Short problem |
Please rewrite the listing below, replacing each "single point" with "single marker" and leaving everything else unchanged.

------------------------------------------------------------

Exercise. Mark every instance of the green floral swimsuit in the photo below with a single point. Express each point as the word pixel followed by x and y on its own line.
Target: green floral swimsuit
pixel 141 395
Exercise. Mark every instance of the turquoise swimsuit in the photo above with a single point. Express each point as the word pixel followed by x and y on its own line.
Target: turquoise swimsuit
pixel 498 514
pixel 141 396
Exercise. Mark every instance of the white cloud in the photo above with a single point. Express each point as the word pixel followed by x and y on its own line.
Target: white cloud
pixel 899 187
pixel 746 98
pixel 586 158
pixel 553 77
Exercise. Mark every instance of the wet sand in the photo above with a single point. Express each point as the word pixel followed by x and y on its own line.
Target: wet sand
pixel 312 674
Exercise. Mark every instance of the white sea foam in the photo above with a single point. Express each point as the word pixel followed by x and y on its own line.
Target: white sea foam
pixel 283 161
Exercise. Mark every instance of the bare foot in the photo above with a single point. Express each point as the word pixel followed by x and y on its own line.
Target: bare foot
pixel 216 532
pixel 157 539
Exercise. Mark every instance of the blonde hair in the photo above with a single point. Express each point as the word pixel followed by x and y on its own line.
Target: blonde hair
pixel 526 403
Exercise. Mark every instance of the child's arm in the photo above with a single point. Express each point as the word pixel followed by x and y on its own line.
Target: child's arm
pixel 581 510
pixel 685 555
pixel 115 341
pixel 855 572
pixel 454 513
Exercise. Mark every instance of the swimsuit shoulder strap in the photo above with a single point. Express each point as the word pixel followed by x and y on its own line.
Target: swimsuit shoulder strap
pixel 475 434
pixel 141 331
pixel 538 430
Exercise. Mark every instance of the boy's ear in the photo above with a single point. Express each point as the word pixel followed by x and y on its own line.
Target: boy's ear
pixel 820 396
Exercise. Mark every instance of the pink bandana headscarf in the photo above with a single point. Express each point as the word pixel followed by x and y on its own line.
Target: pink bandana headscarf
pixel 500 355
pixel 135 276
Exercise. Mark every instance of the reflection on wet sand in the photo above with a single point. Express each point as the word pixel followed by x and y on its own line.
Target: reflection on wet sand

------------------------------------------------------------

Answer to this problem |
Exercise. Mark every instance of the green floral swimsuit in the photo below with a single marker. Express each point as the word pixel followed by x and y on its own line.
Target: green floral swimsuit
pixel 141 395
Exercise. Mark every instance of the turquoise swimsuit in the photo above with a single marker. Express each point as the word pixel followed by x and y on its own line.
Target: turquoise swimsuit
pixel 498 514
pixel 141 396
Exercise. Mark every instance of the white cloud in the photo above with a single marker. Express each point as the word pixel followed by x and y on its own line.
Target: white cloud
pixel 899 187
pixel 746 98
pixel 586 158
pixel 553 77
Exercise. Mark every instance of the wet sand in the photo above with a single marker. Express each point as the word pixel followed by x and y on its own line.
Target: wet sand
pixel 312 674
Exercise. Mark every instance of the white sea foam in the photo above with a single marker. Express each point as the word pixel followed by x and y on its own line.
Target: white sea foam
pixel 283 161
Exercise. Mark every instance of the bare foot in the photo above with a single marker. Express each point as the word pixel followed by x and y on its own line.
Target: bare foot
pixel 216 532
pixel 157 539
Exercise. Mark every instance of the blonde hair in the photo above with a single marker. Express each point as the word pixel followed by x and y on its own line.
Target: blonde hair
pixel 526 403
Exercise. Mark every instance of the child's arm in the photo above with a single marker. Express each point as the word pixel followed by x and y on its own line.
Target: child's arm
pixel 581 510
pixel 685 555
pixel 115 341
pixel 855 572
pixel 454 513
Exercise. Mark every instance of the swimsuit shoulder strap in the photo above with a single marker. Express each point as the word pixel followed by x and y on its own line.
Target: swimsuit shoulder strap
pixel 475 434
pixel 141 331
pixel 538 430
Exercise. Mark every instance of the boy's ear in the photo above with a single marker. Express each point as the word pixel followed by x and y on its own line.
Target: boy's ear
pixel 820 396
Exercise. Mark every instance of the pink bandana headscarf in the photo above with a single marker. Express each point as the word pixel followed by x and y on its own line.
Target: pink bandana headscarf
pixel 500 355
pixel 135 276
Exercise. Mark every instance of the reflection on wet sand in the photo above with a single marker. Express each point as the word pixel followed by x and y on its own line.
Target: reflection on wet sand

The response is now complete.